── Dataset records
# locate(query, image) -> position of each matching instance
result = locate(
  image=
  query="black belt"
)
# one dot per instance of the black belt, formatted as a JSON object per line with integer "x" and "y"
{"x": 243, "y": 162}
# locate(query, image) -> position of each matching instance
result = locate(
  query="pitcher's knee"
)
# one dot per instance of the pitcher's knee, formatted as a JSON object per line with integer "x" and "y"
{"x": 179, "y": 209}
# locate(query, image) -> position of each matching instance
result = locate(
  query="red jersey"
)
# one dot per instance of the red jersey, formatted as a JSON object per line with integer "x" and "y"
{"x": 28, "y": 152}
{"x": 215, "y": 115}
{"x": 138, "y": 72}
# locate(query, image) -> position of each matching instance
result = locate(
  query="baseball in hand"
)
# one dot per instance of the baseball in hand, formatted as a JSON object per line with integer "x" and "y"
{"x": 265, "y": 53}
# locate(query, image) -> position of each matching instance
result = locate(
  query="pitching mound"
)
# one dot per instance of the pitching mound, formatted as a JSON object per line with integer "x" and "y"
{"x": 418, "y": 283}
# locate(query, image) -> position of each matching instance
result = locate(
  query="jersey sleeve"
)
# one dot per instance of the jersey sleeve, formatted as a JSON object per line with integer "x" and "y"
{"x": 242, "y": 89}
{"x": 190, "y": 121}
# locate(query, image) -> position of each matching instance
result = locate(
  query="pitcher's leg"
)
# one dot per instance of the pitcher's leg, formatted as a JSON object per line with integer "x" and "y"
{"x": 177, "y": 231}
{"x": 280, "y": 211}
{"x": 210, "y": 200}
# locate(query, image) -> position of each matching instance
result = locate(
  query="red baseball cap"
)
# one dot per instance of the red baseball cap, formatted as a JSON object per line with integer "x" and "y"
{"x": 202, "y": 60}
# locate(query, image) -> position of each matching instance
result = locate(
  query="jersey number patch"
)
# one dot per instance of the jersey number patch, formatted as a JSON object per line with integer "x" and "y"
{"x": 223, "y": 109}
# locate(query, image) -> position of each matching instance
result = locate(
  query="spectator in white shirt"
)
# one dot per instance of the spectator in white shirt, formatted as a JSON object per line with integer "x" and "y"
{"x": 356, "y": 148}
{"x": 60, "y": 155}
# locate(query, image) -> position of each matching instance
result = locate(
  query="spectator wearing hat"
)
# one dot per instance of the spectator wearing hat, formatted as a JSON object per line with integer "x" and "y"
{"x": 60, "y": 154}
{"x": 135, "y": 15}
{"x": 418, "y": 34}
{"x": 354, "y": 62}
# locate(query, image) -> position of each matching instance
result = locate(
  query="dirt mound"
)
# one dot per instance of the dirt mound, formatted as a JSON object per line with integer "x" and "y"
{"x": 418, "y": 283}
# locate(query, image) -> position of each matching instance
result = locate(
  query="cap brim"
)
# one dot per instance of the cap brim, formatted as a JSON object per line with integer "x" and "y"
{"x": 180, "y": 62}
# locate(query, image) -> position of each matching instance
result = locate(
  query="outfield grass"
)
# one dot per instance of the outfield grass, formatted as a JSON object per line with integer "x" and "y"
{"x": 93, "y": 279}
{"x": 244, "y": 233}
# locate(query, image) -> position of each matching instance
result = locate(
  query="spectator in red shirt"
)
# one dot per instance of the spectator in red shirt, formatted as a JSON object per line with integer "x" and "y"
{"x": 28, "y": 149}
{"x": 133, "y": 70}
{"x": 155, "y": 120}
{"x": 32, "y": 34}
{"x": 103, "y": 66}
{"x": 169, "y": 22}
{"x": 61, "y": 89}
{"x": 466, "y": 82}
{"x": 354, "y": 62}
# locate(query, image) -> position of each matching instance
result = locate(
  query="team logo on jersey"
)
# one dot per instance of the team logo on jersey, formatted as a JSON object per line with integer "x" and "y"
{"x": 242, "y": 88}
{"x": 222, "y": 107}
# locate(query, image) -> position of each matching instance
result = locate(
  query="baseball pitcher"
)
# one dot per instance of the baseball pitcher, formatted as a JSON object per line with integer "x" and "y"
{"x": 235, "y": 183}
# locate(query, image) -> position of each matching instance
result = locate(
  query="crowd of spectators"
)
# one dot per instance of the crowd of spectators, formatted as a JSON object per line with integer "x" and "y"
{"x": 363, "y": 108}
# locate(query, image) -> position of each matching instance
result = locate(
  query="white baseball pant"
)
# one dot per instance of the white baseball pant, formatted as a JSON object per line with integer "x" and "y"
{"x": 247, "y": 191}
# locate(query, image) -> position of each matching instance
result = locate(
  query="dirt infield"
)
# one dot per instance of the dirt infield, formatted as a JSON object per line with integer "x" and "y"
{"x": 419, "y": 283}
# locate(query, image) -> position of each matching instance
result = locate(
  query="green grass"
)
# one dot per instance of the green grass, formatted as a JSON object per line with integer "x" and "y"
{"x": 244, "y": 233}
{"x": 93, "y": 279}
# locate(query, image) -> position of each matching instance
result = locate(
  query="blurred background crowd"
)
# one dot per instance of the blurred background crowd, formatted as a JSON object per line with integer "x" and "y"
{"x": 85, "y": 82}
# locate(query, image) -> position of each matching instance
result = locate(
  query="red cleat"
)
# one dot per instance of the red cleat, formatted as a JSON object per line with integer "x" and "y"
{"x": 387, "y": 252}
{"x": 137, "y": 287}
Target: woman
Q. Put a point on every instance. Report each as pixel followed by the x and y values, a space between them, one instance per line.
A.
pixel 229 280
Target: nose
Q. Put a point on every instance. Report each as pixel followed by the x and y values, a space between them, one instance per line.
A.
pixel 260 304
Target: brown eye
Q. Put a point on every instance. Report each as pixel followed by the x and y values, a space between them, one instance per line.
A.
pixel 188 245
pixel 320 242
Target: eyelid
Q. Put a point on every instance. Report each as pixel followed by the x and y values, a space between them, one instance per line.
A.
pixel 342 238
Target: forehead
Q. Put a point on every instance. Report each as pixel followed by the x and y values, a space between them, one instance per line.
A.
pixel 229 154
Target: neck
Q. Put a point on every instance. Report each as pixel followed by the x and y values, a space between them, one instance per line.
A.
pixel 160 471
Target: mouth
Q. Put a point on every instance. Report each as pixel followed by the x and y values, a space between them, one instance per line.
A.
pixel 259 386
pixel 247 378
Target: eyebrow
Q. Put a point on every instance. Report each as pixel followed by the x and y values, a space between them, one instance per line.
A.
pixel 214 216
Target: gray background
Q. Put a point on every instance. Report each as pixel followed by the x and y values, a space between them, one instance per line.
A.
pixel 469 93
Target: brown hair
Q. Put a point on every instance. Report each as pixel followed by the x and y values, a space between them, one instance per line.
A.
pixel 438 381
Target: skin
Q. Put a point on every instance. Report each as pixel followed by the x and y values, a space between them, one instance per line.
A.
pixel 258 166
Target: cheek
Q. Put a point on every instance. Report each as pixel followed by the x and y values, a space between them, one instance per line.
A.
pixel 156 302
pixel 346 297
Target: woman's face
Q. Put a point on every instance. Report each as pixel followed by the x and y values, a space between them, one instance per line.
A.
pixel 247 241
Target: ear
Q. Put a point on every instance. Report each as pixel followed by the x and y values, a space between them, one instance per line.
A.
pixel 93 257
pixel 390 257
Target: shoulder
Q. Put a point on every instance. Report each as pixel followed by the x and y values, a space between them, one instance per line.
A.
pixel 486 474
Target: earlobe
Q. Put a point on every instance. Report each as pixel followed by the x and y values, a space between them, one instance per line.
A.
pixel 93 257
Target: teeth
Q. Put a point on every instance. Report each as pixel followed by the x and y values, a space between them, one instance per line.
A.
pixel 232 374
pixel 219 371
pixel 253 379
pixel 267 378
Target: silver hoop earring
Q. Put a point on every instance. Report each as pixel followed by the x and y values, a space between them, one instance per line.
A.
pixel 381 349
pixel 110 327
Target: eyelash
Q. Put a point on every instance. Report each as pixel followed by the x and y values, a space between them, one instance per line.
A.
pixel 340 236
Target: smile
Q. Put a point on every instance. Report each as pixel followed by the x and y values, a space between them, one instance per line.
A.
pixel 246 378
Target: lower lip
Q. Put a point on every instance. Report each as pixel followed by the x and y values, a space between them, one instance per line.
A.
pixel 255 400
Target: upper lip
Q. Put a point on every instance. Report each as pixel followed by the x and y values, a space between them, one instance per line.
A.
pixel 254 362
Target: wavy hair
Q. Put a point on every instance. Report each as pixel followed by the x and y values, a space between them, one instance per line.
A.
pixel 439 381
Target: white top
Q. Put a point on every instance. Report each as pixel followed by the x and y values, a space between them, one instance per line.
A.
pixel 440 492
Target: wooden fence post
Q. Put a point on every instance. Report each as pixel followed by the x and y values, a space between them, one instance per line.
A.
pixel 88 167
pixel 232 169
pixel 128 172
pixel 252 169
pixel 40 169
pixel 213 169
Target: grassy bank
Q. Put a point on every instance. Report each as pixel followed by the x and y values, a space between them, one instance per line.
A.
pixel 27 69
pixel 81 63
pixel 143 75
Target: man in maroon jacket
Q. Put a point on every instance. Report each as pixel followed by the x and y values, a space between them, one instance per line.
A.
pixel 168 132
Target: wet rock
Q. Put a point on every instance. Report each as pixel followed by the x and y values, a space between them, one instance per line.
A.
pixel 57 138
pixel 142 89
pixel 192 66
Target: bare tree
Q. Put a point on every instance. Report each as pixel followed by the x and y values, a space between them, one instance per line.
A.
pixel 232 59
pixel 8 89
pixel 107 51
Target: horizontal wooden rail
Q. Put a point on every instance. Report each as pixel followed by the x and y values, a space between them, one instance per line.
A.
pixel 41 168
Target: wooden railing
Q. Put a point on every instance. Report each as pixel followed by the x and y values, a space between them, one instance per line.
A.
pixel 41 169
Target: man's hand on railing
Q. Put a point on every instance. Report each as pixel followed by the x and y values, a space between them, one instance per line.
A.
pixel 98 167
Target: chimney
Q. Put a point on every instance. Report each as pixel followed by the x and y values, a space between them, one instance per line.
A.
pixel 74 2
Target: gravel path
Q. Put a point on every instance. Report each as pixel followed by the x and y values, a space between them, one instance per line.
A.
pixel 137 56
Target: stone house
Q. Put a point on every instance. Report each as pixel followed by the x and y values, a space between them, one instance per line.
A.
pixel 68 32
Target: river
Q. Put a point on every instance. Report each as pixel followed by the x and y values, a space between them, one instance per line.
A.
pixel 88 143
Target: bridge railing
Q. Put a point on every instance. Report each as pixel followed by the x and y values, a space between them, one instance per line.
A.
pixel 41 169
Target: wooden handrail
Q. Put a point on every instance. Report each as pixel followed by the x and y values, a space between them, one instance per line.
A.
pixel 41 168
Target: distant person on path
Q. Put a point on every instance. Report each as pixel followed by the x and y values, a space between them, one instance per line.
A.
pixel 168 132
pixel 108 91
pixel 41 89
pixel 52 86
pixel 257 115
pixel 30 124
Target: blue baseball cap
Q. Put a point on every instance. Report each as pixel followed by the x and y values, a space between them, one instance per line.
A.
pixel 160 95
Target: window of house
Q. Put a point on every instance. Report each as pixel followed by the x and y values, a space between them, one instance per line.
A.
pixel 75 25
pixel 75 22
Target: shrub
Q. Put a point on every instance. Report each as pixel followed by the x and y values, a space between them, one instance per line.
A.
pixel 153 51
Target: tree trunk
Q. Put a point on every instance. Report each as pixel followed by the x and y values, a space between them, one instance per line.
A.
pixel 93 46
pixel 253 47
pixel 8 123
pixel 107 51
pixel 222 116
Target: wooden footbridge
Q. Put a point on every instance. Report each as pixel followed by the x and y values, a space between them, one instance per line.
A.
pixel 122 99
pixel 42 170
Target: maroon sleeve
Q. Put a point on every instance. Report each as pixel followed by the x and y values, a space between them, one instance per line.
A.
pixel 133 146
────
── Dataset records
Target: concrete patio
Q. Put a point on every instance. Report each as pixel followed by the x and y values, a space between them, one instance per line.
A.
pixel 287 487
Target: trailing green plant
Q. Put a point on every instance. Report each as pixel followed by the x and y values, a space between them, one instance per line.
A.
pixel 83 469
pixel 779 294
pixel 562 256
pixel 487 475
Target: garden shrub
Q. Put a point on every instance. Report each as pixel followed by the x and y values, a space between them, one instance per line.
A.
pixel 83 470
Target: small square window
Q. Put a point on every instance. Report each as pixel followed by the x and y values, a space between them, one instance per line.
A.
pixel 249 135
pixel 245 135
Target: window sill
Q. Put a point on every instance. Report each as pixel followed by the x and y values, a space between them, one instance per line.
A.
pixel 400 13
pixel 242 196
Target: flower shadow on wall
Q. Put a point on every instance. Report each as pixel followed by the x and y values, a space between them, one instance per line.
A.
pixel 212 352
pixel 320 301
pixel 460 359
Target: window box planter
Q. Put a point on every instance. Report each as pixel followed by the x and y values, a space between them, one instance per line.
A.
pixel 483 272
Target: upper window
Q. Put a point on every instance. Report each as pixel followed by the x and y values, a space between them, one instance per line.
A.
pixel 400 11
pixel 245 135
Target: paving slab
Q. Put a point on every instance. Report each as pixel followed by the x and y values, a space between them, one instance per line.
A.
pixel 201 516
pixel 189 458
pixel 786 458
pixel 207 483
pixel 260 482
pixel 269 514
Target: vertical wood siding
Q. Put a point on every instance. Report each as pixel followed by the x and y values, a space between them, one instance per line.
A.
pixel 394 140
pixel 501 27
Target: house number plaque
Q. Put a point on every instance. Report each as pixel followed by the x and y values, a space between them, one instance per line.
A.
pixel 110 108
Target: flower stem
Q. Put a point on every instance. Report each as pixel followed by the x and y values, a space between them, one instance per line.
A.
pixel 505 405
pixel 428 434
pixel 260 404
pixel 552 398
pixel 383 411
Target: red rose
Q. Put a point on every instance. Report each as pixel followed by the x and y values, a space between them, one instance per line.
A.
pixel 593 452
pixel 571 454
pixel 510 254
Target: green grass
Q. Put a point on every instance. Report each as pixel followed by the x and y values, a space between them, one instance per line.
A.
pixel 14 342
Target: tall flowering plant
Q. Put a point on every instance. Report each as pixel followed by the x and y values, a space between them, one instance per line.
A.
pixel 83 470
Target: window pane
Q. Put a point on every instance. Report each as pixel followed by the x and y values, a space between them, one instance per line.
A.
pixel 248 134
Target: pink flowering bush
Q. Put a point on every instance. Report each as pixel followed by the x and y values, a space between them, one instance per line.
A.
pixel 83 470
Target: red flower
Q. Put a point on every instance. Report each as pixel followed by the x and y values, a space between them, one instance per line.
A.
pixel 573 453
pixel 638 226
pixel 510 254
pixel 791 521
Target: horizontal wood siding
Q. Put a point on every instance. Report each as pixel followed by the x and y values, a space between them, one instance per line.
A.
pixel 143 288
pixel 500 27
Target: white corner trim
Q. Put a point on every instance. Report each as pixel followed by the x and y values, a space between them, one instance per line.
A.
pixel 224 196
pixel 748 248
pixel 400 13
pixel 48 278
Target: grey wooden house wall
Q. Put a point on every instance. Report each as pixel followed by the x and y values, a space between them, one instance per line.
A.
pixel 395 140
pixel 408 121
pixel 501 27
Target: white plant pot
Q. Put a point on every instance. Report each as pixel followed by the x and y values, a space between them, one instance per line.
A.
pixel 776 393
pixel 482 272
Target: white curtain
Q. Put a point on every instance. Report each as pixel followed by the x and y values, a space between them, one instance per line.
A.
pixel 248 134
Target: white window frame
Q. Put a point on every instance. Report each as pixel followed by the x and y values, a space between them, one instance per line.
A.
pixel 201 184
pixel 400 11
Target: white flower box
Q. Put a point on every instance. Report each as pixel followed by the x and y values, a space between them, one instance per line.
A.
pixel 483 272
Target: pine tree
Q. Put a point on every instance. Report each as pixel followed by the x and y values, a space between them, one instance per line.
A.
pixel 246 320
────
── Dataset records
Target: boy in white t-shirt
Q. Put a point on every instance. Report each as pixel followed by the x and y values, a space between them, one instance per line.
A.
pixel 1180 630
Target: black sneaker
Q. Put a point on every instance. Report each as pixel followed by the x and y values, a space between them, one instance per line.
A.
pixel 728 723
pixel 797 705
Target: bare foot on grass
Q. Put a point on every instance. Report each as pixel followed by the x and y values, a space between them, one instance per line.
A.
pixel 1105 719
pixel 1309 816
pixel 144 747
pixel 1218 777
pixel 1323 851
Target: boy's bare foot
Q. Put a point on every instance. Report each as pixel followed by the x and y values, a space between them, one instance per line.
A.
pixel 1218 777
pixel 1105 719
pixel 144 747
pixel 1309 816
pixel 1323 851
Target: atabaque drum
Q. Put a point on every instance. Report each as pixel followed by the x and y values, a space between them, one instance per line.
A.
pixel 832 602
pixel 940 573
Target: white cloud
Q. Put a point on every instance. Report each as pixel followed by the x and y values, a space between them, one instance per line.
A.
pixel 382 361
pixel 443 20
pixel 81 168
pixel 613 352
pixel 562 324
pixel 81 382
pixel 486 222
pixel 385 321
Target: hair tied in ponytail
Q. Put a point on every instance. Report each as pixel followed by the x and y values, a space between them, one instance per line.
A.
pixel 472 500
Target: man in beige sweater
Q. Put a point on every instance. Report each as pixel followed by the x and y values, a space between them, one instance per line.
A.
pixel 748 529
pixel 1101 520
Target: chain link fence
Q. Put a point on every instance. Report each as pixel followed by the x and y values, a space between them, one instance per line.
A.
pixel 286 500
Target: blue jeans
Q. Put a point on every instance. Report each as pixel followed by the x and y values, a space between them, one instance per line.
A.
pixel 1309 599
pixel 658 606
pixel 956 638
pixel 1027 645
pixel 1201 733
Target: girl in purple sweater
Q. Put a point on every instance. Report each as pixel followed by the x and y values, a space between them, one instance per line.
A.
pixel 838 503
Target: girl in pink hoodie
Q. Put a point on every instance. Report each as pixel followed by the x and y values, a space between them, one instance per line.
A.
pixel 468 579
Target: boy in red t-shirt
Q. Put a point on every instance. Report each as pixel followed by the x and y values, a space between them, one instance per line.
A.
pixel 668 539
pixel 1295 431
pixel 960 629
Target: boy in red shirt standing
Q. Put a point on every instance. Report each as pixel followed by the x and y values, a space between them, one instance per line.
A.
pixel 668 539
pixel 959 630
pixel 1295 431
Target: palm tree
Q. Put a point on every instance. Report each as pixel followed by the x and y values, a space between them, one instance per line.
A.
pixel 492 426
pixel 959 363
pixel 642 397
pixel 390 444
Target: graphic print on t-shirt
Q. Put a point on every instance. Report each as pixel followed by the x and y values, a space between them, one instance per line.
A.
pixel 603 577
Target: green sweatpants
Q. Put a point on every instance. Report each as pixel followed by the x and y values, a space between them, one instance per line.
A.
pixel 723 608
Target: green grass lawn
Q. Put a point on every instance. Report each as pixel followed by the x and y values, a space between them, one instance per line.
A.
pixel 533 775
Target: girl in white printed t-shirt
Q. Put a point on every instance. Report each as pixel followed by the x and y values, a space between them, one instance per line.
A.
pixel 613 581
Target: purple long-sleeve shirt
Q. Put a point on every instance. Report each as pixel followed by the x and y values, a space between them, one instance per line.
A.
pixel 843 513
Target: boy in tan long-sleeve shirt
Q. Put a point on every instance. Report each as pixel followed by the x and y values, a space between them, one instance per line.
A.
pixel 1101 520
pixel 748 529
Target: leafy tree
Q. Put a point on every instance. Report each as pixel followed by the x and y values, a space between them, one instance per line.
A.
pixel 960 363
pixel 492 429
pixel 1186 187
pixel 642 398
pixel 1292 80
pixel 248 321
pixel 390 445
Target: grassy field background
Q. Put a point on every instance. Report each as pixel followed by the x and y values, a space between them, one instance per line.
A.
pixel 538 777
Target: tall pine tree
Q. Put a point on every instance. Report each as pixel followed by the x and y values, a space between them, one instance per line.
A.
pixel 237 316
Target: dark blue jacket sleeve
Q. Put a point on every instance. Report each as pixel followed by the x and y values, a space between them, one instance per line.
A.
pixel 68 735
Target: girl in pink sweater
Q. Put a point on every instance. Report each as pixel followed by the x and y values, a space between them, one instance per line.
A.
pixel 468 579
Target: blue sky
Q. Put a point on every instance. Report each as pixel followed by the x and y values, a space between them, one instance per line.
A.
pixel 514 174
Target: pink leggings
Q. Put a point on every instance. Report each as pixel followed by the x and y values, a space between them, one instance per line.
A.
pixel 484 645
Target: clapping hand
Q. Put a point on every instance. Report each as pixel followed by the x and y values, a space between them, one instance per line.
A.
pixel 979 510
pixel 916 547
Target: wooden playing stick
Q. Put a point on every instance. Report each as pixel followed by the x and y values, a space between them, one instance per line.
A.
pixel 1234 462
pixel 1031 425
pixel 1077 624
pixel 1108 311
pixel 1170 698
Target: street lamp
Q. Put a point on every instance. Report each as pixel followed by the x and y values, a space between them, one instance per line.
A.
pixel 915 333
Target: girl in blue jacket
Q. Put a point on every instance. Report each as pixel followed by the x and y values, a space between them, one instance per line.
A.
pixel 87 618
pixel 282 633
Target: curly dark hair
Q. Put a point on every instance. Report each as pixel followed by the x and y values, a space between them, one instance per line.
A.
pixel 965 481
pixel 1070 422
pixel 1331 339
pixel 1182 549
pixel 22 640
────
Exercise instructions:
Reproduce the lines starting at the one containing "Target: blue baseball cap" and ending at the one containing "pixel 160 95", both included, without any change.

Written answer:
Target: blue baseball cap
Q. Put a point on every instance. Report each as pixel followed by the x and y values, a space between them, one instance per line.
A.
pixel 160 95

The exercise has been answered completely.